Можно звать и Волком! Имя это распространено и в
соседней с Болгарией Югославии; только там оно, как и самое слово
«волк», звучит несколько иначе: «Вук». Как и почему могло прийти
человеку в голову назвать своего ребенка диким зверем? Выслушайте одну
правдивую историю.
Жил в Сербии больше столетия назад славный ученый и
пламенный патриот, языковед Караджич. Родился он еще в XVIII веке, за
двенадцать лет до нашего Пушкина. У Степана Караджича, отца ученого,
дети рождались часто, но все, как один, умирали еще крошками. Как помочь
такой беде?
Старый сербин вспомнил старинное поверье: если твои
сыновья не живут на свете, назови того, кто вновь родится, Вуком. Волки
сильны и выносливы; волка и смерть не берет. От такого имени сын твой
станет сам крепок, как волк, и горе отойдет от твоего дома. Крестьянин
Караджич и его жена так и поступили. Когда появился у них еще один
ребенок, они нарекли мальчишку Вуком. «И что же? — лукаво посмеиваясь в
усы, говорил своим ученикам седовласый языковед лет шестьдесят спустя. —
Как видите, старое средство помогло: „Волк" жив до сих пор, и зубы у
него еще не затупились!»

Строки набора данных для указания на объекты:
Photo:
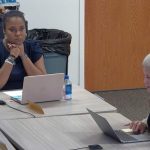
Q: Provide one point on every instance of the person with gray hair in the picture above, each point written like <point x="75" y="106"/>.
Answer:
<point x="141" y="126"/>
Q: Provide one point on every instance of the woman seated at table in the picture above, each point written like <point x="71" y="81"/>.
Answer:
<point x="18" y="57"/>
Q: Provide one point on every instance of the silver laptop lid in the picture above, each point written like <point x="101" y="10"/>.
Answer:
<point x="42" y="88"/>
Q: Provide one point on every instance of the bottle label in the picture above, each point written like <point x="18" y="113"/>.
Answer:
<point x="68" y="92"/>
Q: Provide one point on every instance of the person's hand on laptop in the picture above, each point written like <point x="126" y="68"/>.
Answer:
<point x="138" y="126"/>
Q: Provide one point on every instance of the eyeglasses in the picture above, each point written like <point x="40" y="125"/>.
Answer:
<point x="14" y="30"/>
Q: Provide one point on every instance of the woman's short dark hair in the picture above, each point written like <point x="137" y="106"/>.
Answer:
<point x="10" y="14"/>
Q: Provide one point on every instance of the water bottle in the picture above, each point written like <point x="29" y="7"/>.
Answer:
<point x="67" y="88"/>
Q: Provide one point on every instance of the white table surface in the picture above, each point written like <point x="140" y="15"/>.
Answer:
<point x="66" y="132"/>
<point x="81" y="99"/>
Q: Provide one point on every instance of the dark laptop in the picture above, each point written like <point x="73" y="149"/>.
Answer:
<point x="118" y="135"/>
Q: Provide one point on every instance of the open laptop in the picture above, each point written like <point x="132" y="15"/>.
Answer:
<point x="118" y="135"/>
<point x="39" y="88"/>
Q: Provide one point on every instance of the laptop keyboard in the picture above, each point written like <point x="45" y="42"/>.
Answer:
<point x="124" y="137"/>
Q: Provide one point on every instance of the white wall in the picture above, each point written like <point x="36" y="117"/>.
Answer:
<point x="63" y="15"/>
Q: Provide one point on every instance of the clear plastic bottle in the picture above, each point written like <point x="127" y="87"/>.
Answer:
<point x="67" y="88"/>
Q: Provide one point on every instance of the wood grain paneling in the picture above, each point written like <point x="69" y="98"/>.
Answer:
<point x="117" y="37"/>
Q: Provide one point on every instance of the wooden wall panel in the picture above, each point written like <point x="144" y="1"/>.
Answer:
<point x="117" y="37"/>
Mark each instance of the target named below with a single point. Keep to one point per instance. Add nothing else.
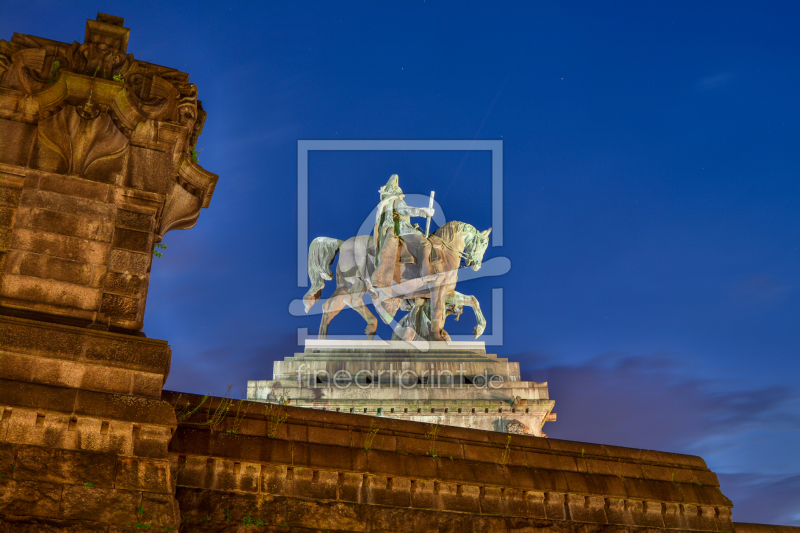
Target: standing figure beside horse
(396, 263)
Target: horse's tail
(321, 254)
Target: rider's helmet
(392, 188)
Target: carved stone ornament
(517, 427)
(94, 106)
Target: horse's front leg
(479, 329)
(438, 295)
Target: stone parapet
(299, 468)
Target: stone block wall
(243, 462)
(96, 165)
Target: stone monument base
(447, 383)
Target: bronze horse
(452, 242)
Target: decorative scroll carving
(81, 144)
(87, 118)
(517, 427)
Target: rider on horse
(392, 229)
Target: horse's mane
(449, 231)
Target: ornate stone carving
(87, 119)
(517, 427)
(91, 147)
(103, 142)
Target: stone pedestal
(448, 383)
(97, 163)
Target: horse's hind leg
(330, 309)
(356, 301)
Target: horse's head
(475, 246)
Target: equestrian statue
(400, 268)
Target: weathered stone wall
(96, 165)
(343, 472)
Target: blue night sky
(651, 198)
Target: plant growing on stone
(194, 154)
(506, 452)
(237, 419)
(373, 432)
(54, 73)
(183, 413)
(431, 436)
(275, 416)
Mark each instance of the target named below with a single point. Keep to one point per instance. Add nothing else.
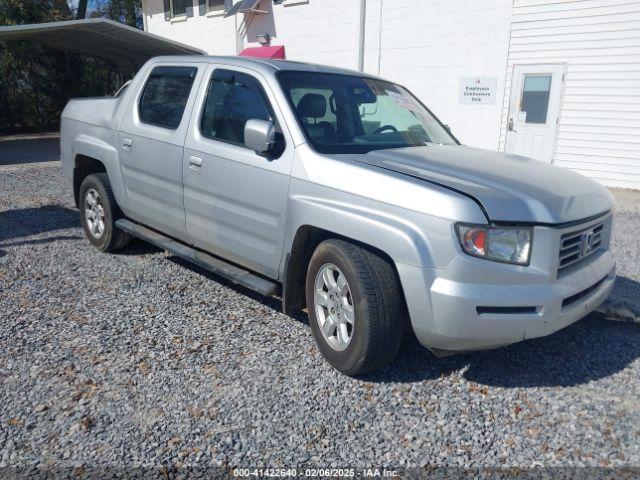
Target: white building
(558, 80)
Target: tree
(37, 81)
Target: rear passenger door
(151, 143)
(235, 199)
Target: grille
(579, 244)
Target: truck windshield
(350, 114)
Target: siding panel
(599, 127)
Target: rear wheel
(99, 211)
(355, 307)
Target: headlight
(500, 244)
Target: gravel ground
(139, 360)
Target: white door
(534, 108)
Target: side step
(208, 262)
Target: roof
(127, 48)
(268, 64)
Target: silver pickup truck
(342, 193)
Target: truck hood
(510, 188)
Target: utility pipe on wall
(363, 18)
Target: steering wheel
(383, 128)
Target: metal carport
(127, 48)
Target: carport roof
(127, 48)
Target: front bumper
(459, 316)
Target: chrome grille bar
(579, 244)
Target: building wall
(427, 45)
(599, 41)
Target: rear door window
(165, 96)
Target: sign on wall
(478, 90)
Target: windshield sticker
(403, 101)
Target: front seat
(314, 106)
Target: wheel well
(84, 166)
(304, 244)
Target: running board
(208, 262)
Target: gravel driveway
(138, 359)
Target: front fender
(406, 236)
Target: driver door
(235, 200)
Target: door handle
(195, 162)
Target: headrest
(312, 105)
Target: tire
(98, 212)
(377, 307)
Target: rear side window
(232, 99)
(165, 96)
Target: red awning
(264, 52)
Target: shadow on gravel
(138, 247)
(24, 222)
(626, 293)
(588, 350)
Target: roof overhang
(245, 6)
(127, 48)
(264, 52)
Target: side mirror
(259, 135)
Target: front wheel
(99, 211)
(355, 307)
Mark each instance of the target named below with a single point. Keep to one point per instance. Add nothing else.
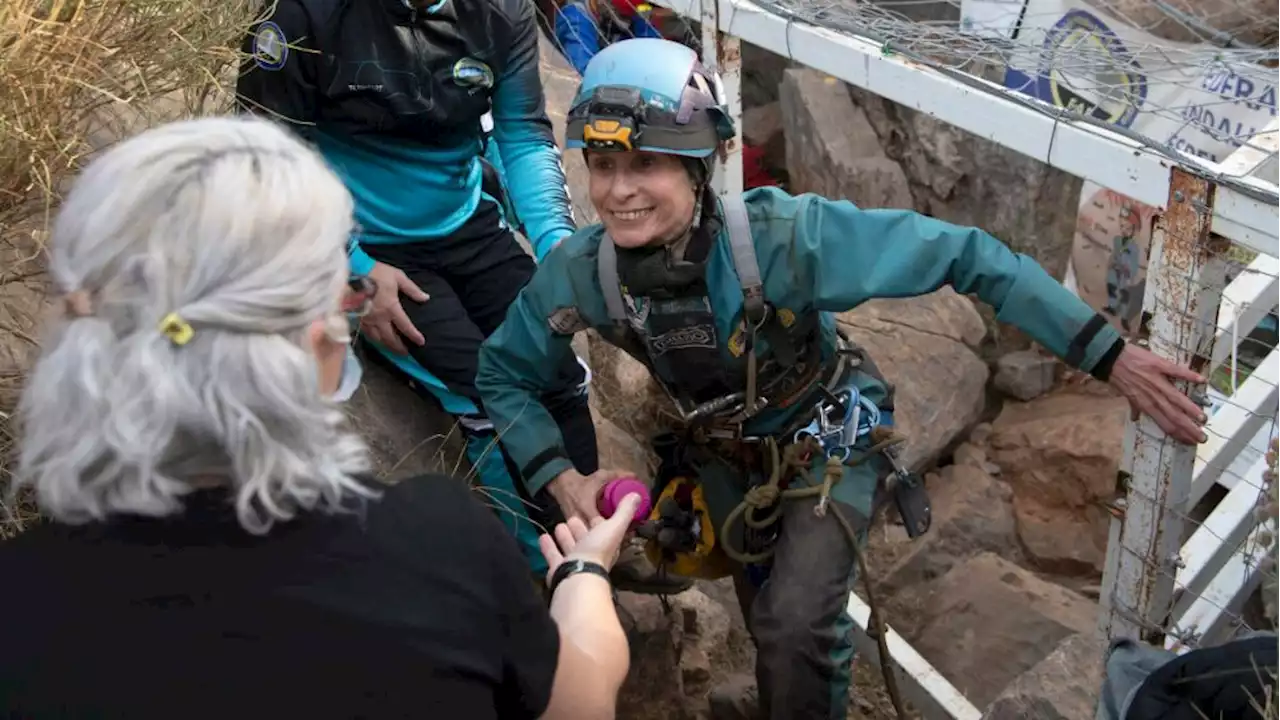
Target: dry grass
(76, 76)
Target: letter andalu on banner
(1095, 64)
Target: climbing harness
(839, 438)
(680, 532)
(795, 459)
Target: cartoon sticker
(566, 320)
(472, 73)
(270, 48)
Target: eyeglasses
(359, 297)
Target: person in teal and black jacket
(402, 98)
(728, 302)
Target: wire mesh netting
(1198, 522)
(1193, 77)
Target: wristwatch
(572, 568)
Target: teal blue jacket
(814, 255)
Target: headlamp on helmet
(611, 119)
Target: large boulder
(972, 514)
(831, 147)
(972, 181)
(988, 620)
(1060, 454)
(924, 346)
(625, 391)
(1065, 686)
(1252, 22)
(679, 657)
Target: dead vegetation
(76, 76)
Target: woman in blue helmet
(728, 302)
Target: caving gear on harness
(813, 258)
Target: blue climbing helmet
(652, 95)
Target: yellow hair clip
(177, 329)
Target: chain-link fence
(1187, 545)
(1169, 109)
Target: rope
(795, 458)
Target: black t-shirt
(420, 606)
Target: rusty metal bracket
(1185, 276)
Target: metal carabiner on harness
(839, 436)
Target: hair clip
(177, 329)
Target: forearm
(583, 609)
(538, 190)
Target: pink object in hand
(612, 493)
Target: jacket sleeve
(278, 76)
(525, 139)
(575, 31)
(519, 365)
(850, 255)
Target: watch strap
(571, 568)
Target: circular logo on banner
(1089, 71)
(270, 48)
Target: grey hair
(241, 231)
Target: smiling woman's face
(641, 197)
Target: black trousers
(472, 277)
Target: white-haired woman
(213, 550)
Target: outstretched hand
(387, 320)
(600, 543)
(1147, 379)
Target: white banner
(1183, 95)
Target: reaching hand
(387, 314)
(576, 492)
(600, 543)
(1147, 379)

Описание задания
Повторите без изменений фрагмент текста об имени Вук между словами «Можно звать и» и «такой беде?» включительно.

Ответ на задание
Можно звать и Волком! Имя это распространено и в
соседней с Болгарией Югославии; только там оно, как и самое слово
«волк», звучит несколько иначе: «Вук». Как и почему могло прийти
человеку в голову назвать своего ребенка диким зверем? Выслушайте одну
правдивую историю.
Жил в Сербии больше столетия назад славный ученый и
пламенный патриот, языковед Караджич. Родился он еще в XVIII веке, за
двенадцать лет до нашего Пушкина. У Степана Караджича, отца ученого,
дети рождались часто, но все, как один, умирали еще крошками. Как помочь
такой беде?